PROBLEMS TO WORK ON >>
A. Reproduce the Grant quotations page word for word, everything from "Some Quotations from" down to "New York, 1982.".
B. List every person named in the Grant quotations page before the heading "On duelling:".

## start TEXT EXTRACT

Some Quotations from the Personal Memoirs of
Ulysses S. Grant (1822-1885)
compiled by Hugo S. Cunningham
first posted 000715
last updated 000715
Source of all quotes listed here:
Ulysses S. Grant, Personal Memoirs of U. S. Grant (edited with notes by E.B. Long, new introduction by William S. McFeely), reprint by Da Capo Press Inc/Plenum Publishing Corp, New York, 1982.
On duelling:
"I do not believe I ever would have the courage to fight a duel. If any man should wrong me to the extent of my being willing to kill him, I would not be willing to give him the choice of weapons with which it should be done, and of the time, place and distance separating us, when I executed him. If I should do another such a wrong as to justify him in killing me, I would make any reasonable atonement within my power, if convinced of the wrong done. I place my opposition to duelling on higher grounds than any here stated. No doubt a majority of the duels fought have been for want of moral courage on the part of those engaged to decline."
p. 26
Invokes what would later be called "living Constitution" reasoning to justify suppression of rebellion, 1861-1865:
"The fact is the constitution [of the U.S.A.] did not apply to any such contingency as the one existing from 1861 to 1865. Its framers never dreamed of such a contingency occurring. If they had foreseen it, the probabilities are they would have sanctioned the right of a State or States to withdraw rather than that there should be war between brothers.
"The framers were wise in their generation and wanted to do the very best possible to secure their own liberty and independence, and that also of their descendants to the latest days. It is preposterous to suppose that the people of one generation can lay down the best and only rules of government for all who are to come after them, and under unforeseen contingencies. At the time of the framing of our constitution the only physical forces that had been subdued and made to serve man and do his labor, were the currents in the streams and in the air we breathe. Rude machinery, propelled by water power, had been invented; sails to propel ships upon the waters had been set to catch the passing breeze --- but the application of steam to propel vessels against both wind and current, and machinery to do all manner of work had not been thought of. The instantaneous transmission of messages around the world by means of electricity would probably at that day have been attributed to witchcraft or a league with the Devil. Immaterial circumstances had changed as greatly as material ones. We could not and ought not to be rigidly bound by the rules laid down under circumstances so different for emergencies so utterly unanticipated. The fathers themselves would have been the first to declare that their prerogatives were not irrevocable. They would surely have resisted secession could they have lived to see the shape it assumed."

## end TEXT EXTRACT
## start DATA RECORDS

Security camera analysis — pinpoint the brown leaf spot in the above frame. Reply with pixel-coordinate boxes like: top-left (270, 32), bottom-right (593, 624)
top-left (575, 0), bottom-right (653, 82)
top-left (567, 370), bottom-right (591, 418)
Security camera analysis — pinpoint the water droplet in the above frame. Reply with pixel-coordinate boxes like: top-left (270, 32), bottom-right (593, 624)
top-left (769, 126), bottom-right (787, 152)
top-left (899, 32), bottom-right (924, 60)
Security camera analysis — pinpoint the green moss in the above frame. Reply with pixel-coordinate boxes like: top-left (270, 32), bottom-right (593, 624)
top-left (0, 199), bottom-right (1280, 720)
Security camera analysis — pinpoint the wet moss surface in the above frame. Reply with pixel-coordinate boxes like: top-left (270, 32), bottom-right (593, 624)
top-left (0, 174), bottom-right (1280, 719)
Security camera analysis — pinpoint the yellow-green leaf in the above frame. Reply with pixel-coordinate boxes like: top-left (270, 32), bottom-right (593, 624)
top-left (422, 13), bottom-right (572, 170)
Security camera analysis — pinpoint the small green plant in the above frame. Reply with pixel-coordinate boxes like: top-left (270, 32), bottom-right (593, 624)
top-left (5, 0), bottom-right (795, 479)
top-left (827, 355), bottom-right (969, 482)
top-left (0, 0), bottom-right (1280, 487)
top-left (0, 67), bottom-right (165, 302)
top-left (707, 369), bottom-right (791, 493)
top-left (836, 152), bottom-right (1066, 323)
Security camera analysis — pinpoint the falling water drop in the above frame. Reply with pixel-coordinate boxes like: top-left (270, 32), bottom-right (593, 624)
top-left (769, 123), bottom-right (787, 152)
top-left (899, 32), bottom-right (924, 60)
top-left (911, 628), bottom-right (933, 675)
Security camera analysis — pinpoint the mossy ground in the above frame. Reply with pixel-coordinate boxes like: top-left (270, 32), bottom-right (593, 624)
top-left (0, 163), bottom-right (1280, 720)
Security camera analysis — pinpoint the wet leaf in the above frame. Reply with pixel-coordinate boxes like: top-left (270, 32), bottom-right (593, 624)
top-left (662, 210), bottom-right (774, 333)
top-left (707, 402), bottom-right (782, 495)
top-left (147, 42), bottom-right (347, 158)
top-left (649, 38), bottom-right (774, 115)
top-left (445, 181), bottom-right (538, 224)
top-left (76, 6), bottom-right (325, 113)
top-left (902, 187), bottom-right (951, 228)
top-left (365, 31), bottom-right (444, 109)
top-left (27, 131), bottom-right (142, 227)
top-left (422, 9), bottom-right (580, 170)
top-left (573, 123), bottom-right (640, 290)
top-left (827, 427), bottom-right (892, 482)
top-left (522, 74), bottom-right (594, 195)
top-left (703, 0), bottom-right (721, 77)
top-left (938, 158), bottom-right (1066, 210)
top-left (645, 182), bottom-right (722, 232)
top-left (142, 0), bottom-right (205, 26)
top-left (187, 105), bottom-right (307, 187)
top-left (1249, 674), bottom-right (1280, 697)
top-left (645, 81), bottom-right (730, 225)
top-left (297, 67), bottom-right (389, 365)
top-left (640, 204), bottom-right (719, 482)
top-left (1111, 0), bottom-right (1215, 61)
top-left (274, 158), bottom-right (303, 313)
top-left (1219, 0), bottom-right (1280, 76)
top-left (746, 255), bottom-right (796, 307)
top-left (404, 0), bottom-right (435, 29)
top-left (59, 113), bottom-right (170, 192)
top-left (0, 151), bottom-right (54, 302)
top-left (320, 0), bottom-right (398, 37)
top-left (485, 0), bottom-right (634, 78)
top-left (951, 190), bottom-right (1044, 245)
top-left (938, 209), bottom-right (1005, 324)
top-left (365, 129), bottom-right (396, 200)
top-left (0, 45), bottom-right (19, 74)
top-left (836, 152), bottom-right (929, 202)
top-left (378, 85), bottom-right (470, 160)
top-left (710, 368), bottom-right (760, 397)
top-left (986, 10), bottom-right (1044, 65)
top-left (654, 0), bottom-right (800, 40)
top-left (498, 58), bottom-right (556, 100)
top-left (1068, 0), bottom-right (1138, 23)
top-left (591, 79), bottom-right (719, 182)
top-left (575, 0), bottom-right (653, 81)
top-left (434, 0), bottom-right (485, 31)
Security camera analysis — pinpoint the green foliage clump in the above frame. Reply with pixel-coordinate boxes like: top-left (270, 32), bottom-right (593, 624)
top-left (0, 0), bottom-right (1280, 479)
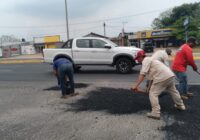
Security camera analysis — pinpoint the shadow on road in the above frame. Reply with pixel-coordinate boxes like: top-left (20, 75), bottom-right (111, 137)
top-left (43, 83), bottom-right (89, 90)
top-left (75, 69), bottom-right (139, 75)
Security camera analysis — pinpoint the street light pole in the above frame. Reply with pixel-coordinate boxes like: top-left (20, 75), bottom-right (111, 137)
top-left (65, 0), bottom-right (69, 40)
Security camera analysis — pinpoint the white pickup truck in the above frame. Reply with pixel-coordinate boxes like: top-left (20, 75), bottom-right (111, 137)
top-left (43, 37), bottom-right (143, 73)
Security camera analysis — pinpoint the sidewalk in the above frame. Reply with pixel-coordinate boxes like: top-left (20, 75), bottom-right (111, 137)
top-left (0, 53), bottom-right (44, 64)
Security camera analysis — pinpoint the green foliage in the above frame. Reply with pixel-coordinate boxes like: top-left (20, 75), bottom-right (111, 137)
top-left (152, 2), bottom-right (200, 41)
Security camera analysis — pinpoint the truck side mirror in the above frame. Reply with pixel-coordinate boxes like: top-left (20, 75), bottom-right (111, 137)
top-left (104, 44), bottom-right (111, 49)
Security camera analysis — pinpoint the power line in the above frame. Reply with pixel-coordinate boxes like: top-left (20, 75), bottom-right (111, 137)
top-left (0, 9), bottom-right (163, 28)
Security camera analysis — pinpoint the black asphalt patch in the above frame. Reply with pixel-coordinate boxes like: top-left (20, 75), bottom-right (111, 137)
top-left (44, 83), bottom-right (89, 90)
top-left (70, 88), bottom-right (150, 114)
top-left (70, 86), bottom-right (200, 140)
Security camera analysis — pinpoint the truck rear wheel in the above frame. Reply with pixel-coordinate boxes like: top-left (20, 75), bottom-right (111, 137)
top-left (116, 58), bottom-right (133, 74)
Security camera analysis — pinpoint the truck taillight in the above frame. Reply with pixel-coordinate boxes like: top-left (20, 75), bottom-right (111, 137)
top-left (135, 50), bottom-right (145, 59)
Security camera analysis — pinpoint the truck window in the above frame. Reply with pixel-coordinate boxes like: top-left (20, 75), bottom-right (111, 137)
top-left (62, 39), bottom-right (73, 48)
top-left (76, 39), bottom-right (90, 48)
top-left (92, 39), bottom-right (107, 48)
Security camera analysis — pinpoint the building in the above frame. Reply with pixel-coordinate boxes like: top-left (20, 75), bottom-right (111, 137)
top-left (128, 28), bottom-right (180, 48)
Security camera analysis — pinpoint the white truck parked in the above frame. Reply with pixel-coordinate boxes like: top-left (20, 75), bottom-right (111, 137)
top-left (43, 37), bottom-right (143, 73)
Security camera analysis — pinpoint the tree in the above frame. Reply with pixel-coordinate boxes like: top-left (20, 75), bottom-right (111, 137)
top-left (152, 2), bottom-right (200, 41)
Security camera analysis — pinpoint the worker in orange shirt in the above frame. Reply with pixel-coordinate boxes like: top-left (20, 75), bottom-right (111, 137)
top-left (172, 37), bottom-right (197, 100)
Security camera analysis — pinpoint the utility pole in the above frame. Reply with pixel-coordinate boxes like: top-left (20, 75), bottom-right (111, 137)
top-left (103, 22), bottom-right (106, 37)
top-left (65, 0), bottom-right (69, 40)
top-left (183, 17), bottom-right (190, 42)
top-left (122, 22), bottom-right (127, 46)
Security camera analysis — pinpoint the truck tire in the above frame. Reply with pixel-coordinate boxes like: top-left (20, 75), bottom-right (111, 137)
top-left (116, 58), bottom-right (133, 74)
top-left (74, 66), bottom-right (81, 73)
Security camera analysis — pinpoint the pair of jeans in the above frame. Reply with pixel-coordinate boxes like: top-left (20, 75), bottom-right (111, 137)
top-left (58, 63), bottom-right (74, 95)
top-left (174, 71), bottom-right (188, 95)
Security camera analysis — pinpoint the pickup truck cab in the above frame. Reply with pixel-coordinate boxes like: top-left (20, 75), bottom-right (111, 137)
top-left (43, 37), bottom-right (143, 73)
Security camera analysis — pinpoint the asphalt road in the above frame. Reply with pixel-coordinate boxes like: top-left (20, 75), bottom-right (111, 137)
top-left (0, 62), bottom-right (200, 140)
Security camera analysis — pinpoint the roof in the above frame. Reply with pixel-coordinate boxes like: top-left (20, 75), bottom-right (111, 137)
top-left (83, 32), bottom-right (109, 38)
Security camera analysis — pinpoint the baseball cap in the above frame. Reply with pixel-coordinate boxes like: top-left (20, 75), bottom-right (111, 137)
top-left (187, 36), bottom-right (198, 45)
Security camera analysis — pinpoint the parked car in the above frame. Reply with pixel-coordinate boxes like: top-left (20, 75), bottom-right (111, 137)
top-left (143, 42), bottom-right (154, 52)
top-left (43, 37), bottom-right (143, 73)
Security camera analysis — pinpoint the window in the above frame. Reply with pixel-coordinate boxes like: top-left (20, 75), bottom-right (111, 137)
top-left (76, 39), bottom-right (90, 48)
top-left (62, 39), bottom-right (73, 48)
top-left (92, 39), bottom-right (107, 48)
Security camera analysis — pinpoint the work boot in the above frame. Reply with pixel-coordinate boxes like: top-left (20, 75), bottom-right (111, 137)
top-left (174, 104), bottom-right (185, 111)
top-left (186, 92), bottom-right (193, 98)
top-left (61, 95), bottom-right (68, 99)
top-left (68, 92), bottom-right (79, 97)
top-left (147, 112), bottom-right (160, 120)
top-left (181, 95), bottom-right (188, 100)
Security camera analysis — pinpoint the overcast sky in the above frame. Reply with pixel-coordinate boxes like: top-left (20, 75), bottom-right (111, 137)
top-left (0, 0), bottom-right (200, 40)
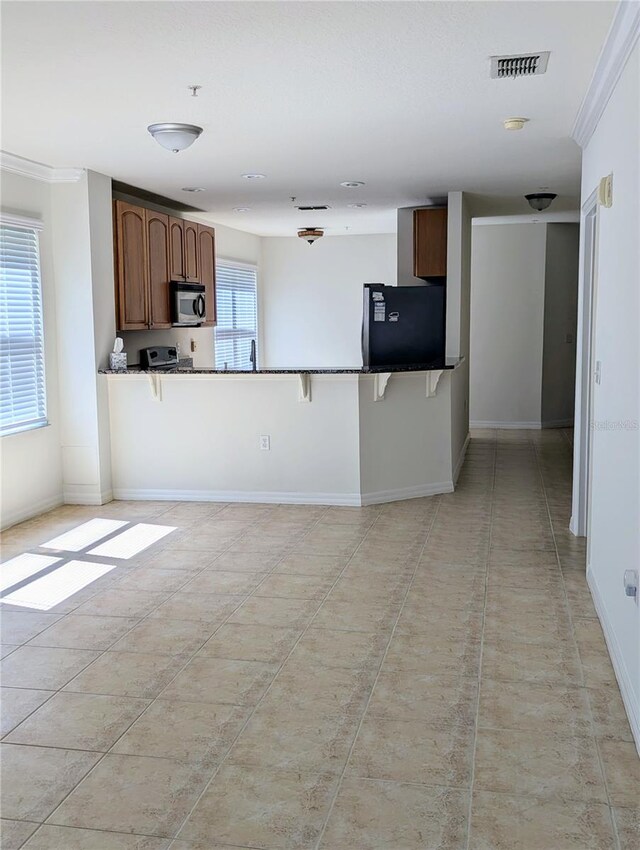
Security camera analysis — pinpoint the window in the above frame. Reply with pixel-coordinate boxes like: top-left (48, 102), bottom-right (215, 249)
top-left (0, 216), bottom-right (47, 434)
top-left (216, 263), bottom-right (258, 369)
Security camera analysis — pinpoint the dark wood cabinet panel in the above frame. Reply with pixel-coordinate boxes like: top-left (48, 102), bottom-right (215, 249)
top-left (145, 210), bottom-right (171, 328)
top-left (198, 224), bottom-right (216, 327)
top-left (184, 221), bottom-right (200, 283)
top-left (169, 216), bottom-right (185, 280)
top-left (115, 201), bottom-right (149, 331)
top-left (413, 207), bottom-right (447, 278)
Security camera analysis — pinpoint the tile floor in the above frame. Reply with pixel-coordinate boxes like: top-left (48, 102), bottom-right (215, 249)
top-left (0, 431), bottom-right (640, 850)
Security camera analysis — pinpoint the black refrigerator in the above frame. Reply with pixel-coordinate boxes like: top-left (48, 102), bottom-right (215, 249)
top-left (362, 282), bottom-right (446, 368)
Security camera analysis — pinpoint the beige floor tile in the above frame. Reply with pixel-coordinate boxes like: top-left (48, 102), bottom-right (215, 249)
top-left (48, 755), bottom-right (208, 837)
top-left (482, 638), bottom-right (582, 685)
top-left (290, 628), bottom-right (388, 670)
top-left (229, 706), bottom-right (360, 775)
top-left (347, 714), bottom-right (474, 788)
top-left (613, 806), bottom-right (640, 850)
top-left (471, 791), bottom-right (616, 850)
top-left (254, 574), bottom-right (333, 600)
top-left (162, 657), bottom-right (278, 705)
top-left (319, 779), bottom-right (468, 850)
top-left (175, 765), bottom-right (335, 850)
top-left (383, 629), bottom-right (480, 676)
top-left (0, 610), bottom-right (61, 644)
top-left (1, 646), bottom-right (99, 690)
top-left (182, 570), bottom-right (267, 595)
top-left (29, 614), bottom-right (139, 650)
top-left (65, 652), bottom-right (184, 699)
top-left (0, 744), bottom-right (102, 822)
top-left (198, 623), bottom-right (302, 663)
top-left (110, 618), bottom-right (216, 655)
top-left (478, 677), bottom-right (592, 735)
top-left (0, 687), bottom-right (54, 735)
top-left (25, 824), bottom-right (171, 850)
top-left (368, 668), bottom-right (478, 725)
top-left (263, 662), bottom-right (375, 715)
top-left (475, 729), bottom-right (607, 803)
top-left (0, 818), bottom-right (38, 850)
top-left (112, 699), bottom-right (249, 767)
top-left (5, 692), bottom-right (149, 752)
top-left (598, 740), bottom-right (640, 808)
top-left (229, 597), bottom-right (319, 629)
top-left (313, 599), bottom-right (402, 632)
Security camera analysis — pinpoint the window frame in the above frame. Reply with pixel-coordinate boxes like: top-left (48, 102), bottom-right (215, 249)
top-left (213, 257), bottom-right (262, 371)
top-left (0, 210), bottom-right (51, 439)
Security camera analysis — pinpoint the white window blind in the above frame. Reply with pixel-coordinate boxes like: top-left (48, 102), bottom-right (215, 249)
top-left (0, 216), bottom-right (47, 434)
top-left (216, 262), bottom-right (258, 369)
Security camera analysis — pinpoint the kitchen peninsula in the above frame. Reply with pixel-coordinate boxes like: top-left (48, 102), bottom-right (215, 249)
top-left (101, 358), bottom-right (465, 506)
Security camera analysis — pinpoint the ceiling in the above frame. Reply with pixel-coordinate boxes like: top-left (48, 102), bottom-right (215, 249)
top-left (2, 0), bottom-right (615, 235)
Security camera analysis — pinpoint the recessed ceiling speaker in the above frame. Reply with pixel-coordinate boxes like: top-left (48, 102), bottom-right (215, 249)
top-left (525, 192), bottom-right (558, 212)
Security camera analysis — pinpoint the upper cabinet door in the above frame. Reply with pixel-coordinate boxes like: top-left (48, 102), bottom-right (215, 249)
top-left (184, 221), bottom-right (200, 283)
top-left (413, 207), bottom-right (447, 278)
top-left (115, 201), bottom-right (149, 331)
top-left (145, 210), bottom-right (171, 328)
top-left (198, 224), bottom-right (216, 327)
top-left (169, 216), bottom-right (185, 280)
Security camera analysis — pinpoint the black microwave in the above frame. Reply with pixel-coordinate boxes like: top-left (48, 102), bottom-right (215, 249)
top-left (171, 280), bottom-right (207, 328)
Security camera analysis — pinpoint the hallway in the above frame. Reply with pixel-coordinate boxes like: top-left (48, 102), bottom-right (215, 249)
top-left (0, 430), bottom-right (640, 850)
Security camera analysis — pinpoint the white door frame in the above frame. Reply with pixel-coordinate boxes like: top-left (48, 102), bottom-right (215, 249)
top-left (569, 190), bottom-right (598, 537)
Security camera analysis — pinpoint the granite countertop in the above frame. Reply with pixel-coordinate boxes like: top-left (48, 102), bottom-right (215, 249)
top-left (98, 357), bottom-right (464, 375)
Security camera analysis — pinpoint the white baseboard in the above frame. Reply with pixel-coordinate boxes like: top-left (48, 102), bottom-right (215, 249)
top-left (469, 419), bottom-right (542, 431)
top-left (453, 434), bottom-right (471, 487)
top-left (587, 569), bottom-right (640, 754)
top-left (0, 493), bottom-right (64, 531)
top-left (113, 487), bottom-right (361, 507)
top-left (361, 481), bottom-right (453, 505)
top-left (62, 484), bottom-right (114, 505)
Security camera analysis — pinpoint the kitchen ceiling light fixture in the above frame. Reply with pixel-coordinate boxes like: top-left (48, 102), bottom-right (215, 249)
top-left (503, 118), bottom-right (529, 130)
top-left (525, 192), bottom-right (558, 212)
top-left (147, 121), bottom-right (202, 153)
top-left (298, 227), bottom-right (324, 245)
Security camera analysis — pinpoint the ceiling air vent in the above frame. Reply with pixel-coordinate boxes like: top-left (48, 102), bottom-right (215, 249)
top-left (491, 50), bottom-right (549, 80)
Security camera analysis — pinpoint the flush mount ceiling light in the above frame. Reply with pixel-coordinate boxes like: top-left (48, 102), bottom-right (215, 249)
top-left (503, 118), bottom-right (529, 130)
top-left (525, 192), bottom-right (558, 212)
top-left (298, 227), bottom-right (324, 245)
top-left (147, 122), bottom-right (202, 153)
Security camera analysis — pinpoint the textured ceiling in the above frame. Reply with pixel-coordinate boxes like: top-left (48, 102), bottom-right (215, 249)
top-left (2, 0), bottom-right (615, 235)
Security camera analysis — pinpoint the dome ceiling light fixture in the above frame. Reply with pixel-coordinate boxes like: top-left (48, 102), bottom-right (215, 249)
top-left (525, 192), bottom-right (558, 212)
top-left (298, 227), bottom-right (324, 245)
top-left (147, 121), bottom-right (202, 153)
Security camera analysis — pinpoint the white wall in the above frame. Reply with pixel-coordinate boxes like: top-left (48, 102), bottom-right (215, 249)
top-left (121, 220), bottom-right (263, 367)
top-left (542, 224), bottom-right (580, 427)
top-left (469, 223), bottom-right (546, 428)
top-left (575, 39), bottom-right (640, 748)
top-left (0, 171), bottom-right (62, 528)
top-left (260, 235), bottom-right (396, 367)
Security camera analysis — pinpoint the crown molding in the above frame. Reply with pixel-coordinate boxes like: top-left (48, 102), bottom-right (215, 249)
top-left (0, 151), bottom-right (84, 183)
top-left (571, 0), bottom-right (640, 148)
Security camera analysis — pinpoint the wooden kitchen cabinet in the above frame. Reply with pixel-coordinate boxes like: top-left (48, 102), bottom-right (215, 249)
top-left (169, 216), bottom-right (185, 280)
top-left (184, 221), bottom-right (200, 283)
top-left (198, 224), bottom-right (216, 327)
top-left (413, 207), bottom-right (447, 278)
top-left (114, 201), bottom-right (149, 331)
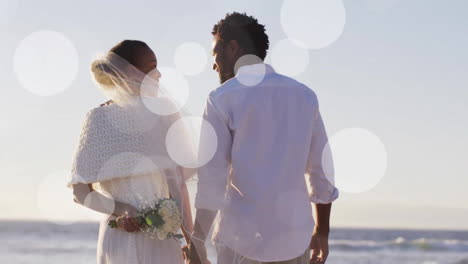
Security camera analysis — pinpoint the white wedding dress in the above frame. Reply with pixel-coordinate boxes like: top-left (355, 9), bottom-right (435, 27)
top-left (69, 104), bottom-right (192, 264)
top-left (97, 175), bottom-right (184, 264)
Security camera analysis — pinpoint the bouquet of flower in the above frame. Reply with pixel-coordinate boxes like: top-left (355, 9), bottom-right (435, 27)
top-left (108, 198), bottom-right (183, 240)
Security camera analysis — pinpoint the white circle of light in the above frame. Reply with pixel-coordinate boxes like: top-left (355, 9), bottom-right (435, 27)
top-left (271, 39), bottom-right (309, 77)
top-left (14, 30), bottom-right (78, 96)
top-left (322, 128), bottom-right (387, 193)
top-left (280, 0), bottom-right (346, 49)
top-left (174, 42), bottom-right (208, 76)
top-left (142, 67), bottom-right (190, 115)
top-left (234, 54), bottom-right (266, 86)
top-left (166, 116), bottom-right (218, 168)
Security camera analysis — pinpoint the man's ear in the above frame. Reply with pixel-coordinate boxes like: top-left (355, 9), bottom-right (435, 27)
top-left (227, 39), bottom-right (241, 57)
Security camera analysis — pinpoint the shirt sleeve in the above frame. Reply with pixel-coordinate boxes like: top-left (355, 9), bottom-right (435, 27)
top-left (306, 99), bottom-right (339, 204)
top-left (195, 96), bottom-right (232, 211)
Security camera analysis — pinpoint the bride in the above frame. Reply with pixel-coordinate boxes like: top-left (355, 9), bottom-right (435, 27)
top-left (69, 40), bottom-right (193, 264)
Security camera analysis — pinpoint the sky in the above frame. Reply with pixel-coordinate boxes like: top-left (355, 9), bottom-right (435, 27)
top-left (0, 0), bottom-right (468, 229)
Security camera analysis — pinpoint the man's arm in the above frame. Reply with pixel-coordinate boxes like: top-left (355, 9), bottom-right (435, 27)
top-left (189, 94), bottom-right (233, 264)
top-left (310, 203), bottom-right (331, 264)
top-left (306, 94), bottom-right (338, 264)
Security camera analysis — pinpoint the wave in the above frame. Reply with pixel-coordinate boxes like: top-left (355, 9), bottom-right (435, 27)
top-left (330, 237), bottom-right (468, 252)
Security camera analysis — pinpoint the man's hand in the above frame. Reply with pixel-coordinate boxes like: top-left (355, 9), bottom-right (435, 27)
top-left (309, 231), bottom-right (328, 264)
top-left (186, 239), bottom-right (210, 264)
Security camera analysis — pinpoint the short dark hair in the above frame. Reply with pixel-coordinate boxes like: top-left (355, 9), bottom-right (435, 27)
top-left (211, 12), bottom-right (270, 60)
top-left (110, 40), bottom-right (150, 67)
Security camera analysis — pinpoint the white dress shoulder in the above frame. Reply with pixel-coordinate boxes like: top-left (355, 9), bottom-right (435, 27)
top-left (69, 105), bottom-right (189, 264)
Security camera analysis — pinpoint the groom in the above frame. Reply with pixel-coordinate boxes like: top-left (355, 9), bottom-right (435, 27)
top-left (188, 13), bottom-right (338, 264)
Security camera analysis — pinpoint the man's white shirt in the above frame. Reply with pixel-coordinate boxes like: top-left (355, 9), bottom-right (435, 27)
top-left (195, 64), bottom-right (338, 262)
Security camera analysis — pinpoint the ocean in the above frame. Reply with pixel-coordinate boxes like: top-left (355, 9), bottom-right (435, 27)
top-left (0, 221), bottom-right (468, 264)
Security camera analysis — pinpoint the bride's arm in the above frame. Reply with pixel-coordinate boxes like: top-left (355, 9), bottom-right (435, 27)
top-left (72, 183), bottom-right (137, 217)
top-left (167, 167), bottom-right (193, 244)
top-left (181, 181), bottom-right (193, 245)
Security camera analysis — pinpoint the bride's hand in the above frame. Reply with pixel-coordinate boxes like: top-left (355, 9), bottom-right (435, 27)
top-left (116, 215), bottom-right (140, 233)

## end DATA RECORDS

EXERCISE SOLUTIONS >>
A.
Some Quotations from the Personal Memoirs of
Ulysses S. Grant (1822-1885)
compiled by Hugo S. Cunningham
first posted 000715
last updated 000715
Source of all quotes listed here:
Ulysses S. Grant, Personal Memoirs of U. S. Grant (edited with notes by E.B. Long, new introduction by William S. McFeely), reprint by Da Capo Press Inc/Plenum Publishing Corp, New York, 1982.

B.
Ulysses S. Grant
Hugo S. Cunningham
E.B. Long
William S. McFeely